Selected text
▬▬▬▬▬▬▬▬▬▬

My Sleep-Related Eating Disorder
A couple of years ago on a Sunday morning, I awoke in my bed stretching across my pillows I was met with crumbs on my pillow. What was worse was the half-eaten slice of pizza lying on my pillow. I did not have a pizza the night before, so I was perplexed about how it got there.
Waking up to a very cranky housemate, who was looking in the fridge with utter disdain that half her pizza was gone. As I walked in, I was not sure who was more shocked, her or me. It took mere seconds for me to realize that there was pizza missing and pizza crust on my pillow.
I tried to make light of the situation and sheer confusion by asking her if she had eaten pizza in my bed the previous night as I had found crumbs and crust on my pillow. She was livid, and I was confused. This was the the start of a scary and unhealthy disorder I did not know existed.
No recollection
The thing is that I had no recollection of eating this pizza.
As time progressed this would become the norm for me. I wake up with the most random things half-eaten on my pillow or my nightstand with no memory of what or how much I had eaten. Being an adult I found this very unsettling. I had never dealt with sleepwalking or anything of the sort, so how was this happening to me?
It was time to go to the doctor to get some answers.
Going to the doctor
The first time I brought this up my doctor looked at me with utter disbelief, and could not understand how I was eating while I was asleep with no memory of these midnight meals.
She did, however, refer me to someone who could help me - a psychiatrist. I was sent for therapy and given some medication to prevent me from getting up at night to eat.
The medication did not help at all, so that was soon stopped. I did however continue with the therapy and I still do continue to go.
Managing weight gain
The issue was this was going to take years to get some kind of handle on it, and, in the meantime, I had gained at least 55 pounds while attempting to work out this new, strange symptom.
The weight would prove be the most difficult to lose, and years later I am still working on losing that weight. People around me simply thought that I was not taking care of myself, and, on multiple occasions, I was accused of letting myself go and not looking after myself. This caused very severe weight and body image issues over the years.

▬▬▬▬▬▬▬▬▬▬

Source data
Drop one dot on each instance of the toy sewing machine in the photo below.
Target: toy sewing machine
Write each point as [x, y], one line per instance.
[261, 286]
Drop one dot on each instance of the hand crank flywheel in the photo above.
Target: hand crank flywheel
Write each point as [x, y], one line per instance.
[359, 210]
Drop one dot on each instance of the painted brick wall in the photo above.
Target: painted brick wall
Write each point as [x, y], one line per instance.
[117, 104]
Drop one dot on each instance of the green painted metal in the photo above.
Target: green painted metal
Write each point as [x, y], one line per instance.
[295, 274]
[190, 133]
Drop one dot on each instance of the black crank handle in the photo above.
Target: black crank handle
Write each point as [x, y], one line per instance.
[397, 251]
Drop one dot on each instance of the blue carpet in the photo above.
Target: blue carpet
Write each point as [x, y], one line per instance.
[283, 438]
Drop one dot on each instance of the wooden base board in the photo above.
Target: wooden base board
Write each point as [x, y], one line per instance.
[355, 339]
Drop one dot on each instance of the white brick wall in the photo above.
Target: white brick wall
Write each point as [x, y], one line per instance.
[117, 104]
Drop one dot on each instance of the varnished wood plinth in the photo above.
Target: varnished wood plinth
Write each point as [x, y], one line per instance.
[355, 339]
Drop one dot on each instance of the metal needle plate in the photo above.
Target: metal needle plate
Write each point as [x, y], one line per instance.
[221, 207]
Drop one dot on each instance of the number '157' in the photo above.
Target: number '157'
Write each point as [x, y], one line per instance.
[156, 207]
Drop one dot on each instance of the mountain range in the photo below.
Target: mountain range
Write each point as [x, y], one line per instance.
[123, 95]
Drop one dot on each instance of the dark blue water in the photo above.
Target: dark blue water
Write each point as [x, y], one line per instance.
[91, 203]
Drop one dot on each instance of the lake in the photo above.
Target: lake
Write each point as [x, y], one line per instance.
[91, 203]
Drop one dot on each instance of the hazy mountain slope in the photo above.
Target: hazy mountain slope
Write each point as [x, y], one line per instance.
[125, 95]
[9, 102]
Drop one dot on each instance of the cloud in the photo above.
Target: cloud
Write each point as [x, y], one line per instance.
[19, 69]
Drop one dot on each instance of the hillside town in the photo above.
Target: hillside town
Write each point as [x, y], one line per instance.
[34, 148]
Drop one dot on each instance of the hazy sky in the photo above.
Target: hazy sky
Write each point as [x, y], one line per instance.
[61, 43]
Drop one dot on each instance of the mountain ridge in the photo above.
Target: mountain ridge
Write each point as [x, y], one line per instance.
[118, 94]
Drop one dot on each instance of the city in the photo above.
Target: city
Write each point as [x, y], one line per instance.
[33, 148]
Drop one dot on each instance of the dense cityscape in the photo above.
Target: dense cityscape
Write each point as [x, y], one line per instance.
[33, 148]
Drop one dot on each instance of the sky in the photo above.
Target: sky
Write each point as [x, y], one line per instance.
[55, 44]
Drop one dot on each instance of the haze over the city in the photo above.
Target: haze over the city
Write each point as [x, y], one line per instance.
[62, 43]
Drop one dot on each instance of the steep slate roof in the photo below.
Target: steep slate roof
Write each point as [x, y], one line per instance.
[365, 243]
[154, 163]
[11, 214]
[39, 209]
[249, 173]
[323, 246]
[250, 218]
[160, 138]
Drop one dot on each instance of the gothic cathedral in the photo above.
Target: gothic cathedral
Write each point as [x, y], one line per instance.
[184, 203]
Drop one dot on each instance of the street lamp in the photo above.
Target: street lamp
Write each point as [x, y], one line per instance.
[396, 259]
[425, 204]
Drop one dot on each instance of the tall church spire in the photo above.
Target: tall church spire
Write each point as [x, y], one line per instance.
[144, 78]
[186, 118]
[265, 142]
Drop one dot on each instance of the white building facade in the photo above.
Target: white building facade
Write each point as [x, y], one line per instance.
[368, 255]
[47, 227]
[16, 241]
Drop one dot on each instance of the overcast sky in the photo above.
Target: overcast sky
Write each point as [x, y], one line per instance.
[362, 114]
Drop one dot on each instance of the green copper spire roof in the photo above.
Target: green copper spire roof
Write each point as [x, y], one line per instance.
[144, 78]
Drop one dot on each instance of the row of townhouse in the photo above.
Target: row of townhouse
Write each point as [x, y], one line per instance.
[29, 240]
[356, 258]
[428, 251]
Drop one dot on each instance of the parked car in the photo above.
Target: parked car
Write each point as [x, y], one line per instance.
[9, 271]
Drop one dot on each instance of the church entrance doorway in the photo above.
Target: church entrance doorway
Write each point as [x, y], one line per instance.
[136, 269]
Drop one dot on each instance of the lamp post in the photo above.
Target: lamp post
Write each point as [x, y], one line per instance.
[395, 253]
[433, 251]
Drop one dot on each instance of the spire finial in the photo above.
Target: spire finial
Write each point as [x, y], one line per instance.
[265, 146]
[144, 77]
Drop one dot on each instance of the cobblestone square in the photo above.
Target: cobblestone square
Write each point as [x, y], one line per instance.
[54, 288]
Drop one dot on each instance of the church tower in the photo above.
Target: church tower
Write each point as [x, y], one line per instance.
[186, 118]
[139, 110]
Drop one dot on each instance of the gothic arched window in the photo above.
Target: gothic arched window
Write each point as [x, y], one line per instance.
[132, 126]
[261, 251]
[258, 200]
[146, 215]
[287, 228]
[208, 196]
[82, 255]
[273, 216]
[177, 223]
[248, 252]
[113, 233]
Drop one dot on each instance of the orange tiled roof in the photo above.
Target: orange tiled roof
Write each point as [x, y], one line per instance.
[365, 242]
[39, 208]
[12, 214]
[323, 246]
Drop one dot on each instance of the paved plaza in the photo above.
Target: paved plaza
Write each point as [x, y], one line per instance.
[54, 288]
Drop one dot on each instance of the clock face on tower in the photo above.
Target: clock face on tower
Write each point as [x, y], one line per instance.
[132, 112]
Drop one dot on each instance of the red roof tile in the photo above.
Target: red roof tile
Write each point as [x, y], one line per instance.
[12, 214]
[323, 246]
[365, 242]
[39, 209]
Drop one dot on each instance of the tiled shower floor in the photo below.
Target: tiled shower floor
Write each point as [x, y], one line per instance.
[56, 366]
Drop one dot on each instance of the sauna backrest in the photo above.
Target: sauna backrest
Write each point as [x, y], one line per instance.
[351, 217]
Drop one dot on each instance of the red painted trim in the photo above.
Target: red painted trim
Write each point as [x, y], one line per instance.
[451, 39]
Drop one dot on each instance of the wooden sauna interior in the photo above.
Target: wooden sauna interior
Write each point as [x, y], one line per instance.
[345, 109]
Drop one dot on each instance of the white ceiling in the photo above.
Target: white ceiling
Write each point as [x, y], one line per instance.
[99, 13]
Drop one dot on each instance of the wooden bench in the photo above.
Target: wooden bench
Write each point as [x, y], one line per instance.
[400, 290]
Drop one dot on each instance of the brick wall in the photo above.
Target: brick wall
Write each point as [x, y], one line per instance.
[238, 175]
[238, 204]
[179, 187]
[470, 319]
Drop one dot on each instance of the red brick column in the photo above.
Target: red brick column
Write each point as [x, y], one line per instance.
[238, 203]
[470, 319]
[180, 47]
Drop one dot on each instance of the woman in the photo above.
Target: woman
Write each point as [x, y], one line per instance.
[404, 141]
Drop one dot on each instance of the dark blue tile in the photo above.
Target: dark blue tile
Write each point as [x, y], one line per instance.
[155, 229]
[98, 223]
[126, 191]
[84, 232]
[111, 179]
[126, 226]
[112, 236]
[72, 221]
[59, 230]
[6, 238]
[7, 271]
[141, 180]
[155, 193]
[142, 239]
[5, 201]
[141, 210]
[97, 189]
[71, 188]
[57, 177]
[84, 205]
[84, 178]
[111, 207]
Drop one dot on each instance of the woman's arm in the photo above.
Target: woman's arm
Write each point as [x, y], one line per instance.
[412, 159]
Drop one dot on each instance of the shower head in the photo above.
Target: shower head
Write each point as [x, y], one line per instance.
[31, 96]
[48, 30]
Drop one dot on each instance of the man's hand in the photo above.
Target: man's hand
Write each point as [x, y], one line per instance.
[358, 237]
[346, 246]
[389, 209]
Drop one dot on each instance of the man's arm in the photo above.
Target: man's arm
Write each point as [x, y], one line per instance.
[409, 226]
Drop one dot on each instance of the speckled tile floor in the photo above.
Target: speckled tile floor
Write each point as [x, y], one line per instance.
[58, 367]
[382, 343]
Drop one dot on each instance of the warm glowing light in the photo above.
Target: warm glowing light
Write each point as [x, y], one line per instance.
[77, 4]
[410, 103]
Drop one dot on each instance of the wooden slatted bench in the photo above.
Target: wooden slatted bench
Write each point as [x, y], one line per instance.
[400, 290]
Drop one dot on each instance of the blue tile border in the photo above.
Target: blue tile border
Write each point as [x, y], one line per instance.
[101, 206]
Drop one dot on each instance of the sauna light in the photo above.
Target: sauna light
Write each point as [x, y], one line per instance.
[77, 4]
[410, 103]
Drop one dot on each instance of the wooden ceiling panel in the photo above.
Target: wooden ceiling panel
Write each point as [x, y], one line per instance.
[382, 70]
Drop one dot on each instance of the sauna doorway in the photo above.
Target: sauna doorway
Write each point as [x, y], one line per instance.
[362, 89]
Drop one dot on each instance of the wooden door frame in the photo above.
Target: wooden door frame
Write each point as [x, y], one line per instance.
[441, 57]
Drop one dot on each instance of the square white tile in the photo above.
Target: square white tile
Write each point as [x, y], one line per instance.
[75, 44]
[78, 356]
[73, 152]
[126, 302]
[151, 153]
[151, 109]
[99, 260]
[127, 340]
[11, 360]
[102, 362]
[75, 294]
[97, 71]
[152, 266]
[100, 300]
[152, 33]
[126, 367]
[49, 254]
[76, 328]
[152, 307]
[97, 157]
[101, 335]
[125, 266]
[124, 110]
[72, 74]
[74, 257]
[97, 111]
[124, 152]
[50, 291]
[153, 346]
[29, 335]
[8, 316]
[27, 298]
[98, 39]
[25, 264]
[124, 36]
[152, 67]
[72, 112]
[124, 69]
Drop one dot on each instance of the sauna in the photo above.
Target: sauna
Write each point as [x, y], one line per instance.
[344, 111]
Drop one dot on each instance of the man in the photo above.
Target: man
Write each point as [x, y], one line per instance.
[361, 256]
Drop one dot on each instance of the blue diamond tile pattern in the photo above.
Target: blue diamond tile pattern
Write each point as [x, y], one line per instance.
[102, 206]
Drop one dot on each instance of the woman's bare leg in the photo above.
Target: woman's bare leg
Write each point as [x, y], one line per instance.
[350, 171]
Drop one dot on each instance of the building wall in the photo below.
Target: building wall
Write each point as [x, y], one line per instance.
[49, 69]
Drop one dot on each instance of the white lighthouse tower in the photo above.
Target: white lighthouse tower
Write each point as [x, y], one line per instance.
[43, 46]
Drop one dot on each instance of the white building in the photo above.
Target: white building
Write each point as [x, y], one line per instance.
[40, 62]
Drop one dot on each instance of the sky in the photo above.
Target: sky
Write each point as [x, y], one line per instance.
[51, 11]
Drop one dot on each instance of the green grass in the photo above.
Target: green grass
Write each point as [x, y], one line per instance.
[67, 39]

▬▬▬▬▬▬▬▬▬▬

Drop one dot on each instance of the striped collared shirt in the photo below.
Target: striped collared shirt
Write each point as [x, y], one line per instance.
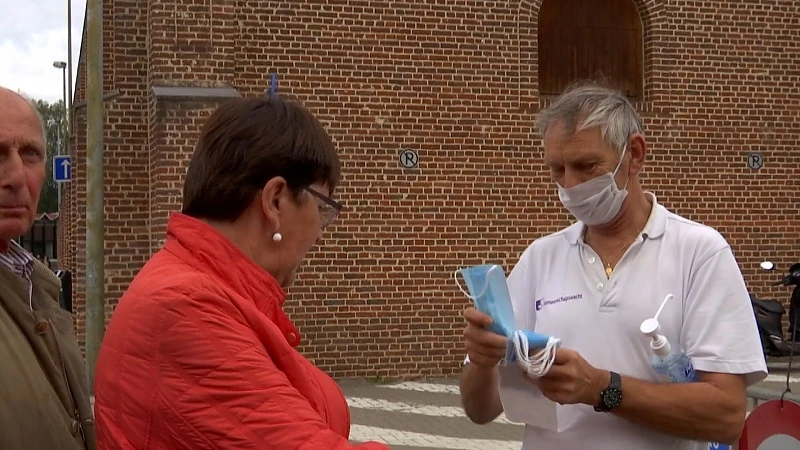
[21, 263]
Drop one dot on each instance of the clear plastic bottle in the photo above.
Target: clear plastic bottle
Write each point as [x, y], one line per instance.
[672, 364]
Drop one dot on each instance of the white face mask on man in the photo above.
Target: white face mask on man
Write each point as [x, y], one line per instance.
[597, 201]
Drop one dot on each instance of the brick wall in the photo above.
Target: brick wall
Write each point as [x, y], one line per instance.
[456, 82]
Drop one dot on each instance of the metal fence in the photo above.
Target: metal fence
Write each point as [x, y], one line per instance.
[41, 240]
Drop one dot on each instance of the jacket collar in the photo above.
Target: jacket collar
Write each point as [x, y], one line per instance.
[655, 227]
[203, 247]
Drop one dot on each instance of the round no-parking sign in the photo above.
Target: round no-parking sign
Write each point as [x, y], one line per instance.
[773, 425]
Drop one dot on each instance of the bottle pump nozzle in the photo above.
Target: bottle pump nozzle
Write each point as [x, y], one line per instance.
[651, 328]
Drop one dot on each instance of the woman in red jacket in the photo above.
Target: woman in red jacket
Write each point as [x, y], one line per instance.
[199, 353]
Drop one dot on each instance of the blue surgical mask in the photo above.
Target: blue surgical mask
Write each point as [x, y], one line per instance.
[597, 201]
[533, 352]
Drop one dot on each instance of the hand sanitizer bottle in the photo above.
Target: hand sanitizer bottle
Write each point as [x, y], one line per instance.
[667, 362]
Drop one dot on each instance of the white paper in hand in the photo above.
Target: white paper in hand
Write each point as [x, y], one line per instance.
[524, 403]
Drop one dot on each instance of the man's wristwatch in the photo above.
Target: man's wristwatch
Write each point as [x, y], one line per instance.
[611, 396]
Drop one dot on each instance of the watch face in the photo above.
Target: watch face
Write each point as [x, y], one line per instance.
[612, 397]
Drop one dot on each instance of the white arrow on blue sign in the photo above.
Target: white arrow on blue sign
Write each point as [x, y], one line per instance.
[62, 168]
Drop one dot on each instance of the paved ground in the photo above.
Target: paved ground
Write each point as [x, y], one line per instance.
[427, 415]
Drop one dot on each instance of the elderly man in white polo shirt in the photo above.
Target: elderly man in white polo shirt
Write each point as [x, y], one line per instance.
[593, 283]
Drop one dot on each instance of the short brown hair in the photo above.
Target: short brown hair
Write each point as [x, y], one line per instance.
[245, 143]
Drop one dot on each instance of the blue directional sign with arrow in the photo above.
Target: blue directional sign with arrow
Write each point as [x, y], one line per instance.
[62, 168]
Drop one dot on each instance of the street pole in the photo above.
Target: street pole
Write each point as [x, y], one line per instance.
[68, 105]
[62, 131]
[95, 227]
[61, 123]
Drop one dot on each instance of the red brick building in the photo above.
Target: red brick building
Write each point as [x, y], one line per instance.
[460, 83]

▬▬▬▬▬▬▬▬▬▬

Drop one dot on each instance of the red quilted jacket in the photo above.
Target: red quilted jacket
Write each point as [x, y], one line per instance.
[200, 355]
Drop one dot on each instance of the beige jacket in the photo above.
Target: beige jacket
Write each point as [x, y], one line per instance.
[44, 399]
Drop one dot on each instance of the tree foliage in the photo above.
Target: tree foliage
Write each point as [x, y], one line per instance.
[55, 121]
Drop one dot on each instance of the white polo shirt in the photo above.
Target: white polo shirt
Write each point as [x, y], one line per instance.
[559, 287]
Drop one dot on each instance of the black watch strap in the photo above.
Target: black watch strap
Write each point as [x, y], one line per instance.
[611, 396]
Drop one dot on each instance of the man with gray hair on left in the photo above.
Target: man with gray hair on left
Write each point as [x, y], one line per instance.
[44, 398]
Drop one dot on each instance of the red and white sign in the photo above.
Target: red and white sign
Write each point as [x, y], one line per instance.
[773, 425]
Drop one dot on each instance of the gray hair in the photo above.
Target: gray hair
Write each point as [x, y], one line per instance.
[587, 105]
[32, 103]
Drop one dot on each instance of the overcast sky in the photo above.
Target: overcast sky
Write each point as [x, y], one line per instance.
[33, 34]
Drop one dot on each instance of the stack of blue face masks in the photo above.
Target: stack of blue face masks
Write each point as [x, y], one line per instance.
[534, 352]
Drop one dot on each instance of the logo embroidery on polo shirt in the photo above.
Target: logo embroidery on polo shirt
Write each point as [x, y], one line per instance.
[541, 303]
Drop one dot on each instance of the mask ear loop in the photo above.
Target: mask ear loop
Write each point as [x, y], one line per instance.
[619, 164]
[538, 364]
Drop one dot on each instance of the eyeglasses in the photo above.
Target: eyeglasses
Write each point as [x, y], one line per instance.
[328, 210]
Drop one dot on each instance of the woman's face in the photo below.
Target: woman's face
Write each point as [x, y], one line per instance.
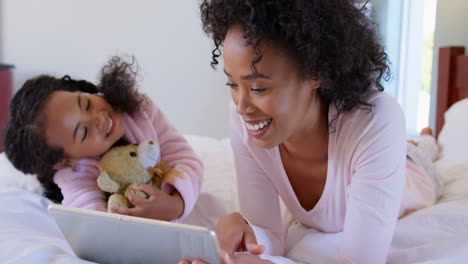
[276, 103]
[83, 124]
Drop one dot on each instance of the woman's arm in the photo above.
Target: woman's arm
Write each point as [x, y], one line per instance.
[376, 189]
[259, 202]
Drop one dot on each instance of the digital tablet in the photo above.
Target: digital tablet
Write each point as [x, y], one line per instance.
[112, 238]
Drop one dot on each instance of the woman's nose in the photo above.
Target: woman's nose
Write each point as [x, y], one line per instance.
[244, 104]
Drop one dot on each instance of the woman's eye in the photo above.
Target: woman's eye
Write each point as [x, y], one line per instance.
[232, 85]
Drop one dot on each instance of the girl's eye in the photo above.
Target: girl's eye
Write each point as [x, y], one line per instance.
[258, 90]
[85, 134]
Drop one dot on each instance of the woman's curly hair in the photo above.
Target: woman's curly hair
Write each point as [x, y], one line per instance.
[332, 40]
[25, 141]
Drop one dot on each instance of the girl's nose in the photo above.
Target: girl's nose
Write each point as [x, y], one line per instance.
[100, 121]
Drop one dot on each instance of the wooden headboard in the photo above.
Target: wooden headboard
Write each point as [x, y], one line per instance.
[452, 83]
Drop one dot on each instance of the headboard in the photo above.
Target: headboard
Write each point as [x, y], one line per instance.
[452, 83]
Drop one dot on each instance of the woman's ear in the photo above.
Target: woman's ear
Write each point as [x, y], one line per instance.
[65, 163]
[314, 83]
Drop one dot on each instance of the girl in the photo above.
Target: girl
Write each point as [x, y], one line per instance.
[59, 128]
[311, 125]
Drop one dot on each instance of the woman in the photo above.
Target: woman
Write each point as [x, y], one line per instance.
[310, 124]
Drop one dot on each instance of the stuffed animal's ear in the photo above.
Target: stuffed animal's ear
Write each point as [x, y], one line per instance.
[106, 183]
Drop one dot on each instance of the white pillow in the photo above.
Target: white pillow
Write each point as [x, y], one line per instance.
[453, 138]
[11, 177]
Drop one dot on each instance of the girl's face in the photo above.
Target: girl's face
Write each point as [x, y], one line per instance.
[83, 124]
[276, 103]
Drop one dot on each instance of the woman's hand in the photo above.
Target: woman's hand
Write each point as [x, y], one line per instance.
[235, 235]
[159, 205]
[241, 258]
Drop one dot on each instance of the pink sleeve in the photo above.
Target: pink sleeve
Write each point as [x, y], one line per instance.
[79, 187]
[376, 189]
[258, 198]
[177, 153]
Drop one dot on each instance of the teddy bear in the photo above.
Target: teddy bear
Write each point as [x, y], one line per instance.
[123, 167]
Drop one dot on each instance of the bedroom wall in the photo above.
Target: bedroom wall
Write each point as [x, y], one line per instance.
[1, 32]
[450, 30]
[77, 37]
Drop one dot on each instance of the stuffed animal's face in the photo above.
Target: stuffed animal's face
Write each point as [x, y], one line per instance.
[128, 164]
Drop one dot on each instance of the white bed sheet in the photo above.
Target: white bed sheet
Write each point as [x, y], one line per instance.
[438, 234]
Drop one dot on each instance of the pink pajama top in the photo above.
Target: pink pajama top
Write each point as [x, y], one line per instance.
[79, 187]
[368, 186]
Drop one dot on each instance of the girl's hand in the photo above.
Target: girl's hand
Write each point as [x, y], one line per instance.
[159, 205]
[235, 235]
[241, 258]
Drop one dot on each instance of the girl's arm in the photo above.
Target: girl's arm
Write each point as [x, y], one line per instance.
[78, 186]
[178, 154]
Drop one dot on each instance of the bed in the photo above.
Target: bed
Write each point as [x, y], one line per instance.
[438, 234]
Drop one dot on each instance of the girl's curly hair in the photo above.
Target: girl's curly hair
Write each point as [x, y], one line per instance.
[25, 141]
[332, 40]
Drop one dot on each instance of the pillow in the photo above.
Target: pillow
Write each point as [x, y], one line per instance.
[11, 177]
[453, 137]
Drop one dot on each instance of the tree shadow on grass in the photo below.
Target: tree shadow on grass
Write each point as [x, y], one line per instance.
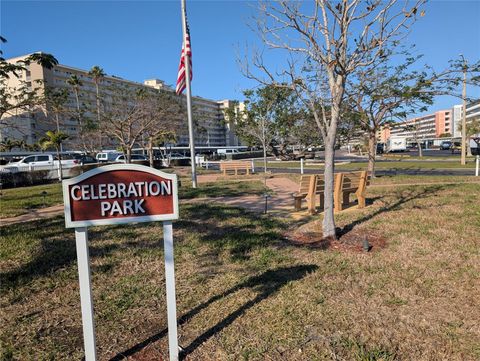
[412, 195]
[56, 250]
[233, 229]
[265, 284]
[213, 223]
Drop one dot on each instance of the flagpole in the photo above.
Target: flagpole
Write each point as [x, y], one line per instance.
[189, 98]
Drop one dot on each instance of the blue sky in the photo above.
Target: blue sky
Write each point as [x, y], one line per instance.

▬▬▬▬▬▬▬▬▬▬

Assignment
Answer these questions from the account of a sleep-related eating disorder:
1. What was lying half-eaten on the pillow the first Sunday morning?
2. To what kind of specialist did the doctor refer the writer?
3. How much weight did the writer gain?

Exercise response
1. A slice of pizza.
2. A psychiatrist.
3. At least 55 pounds.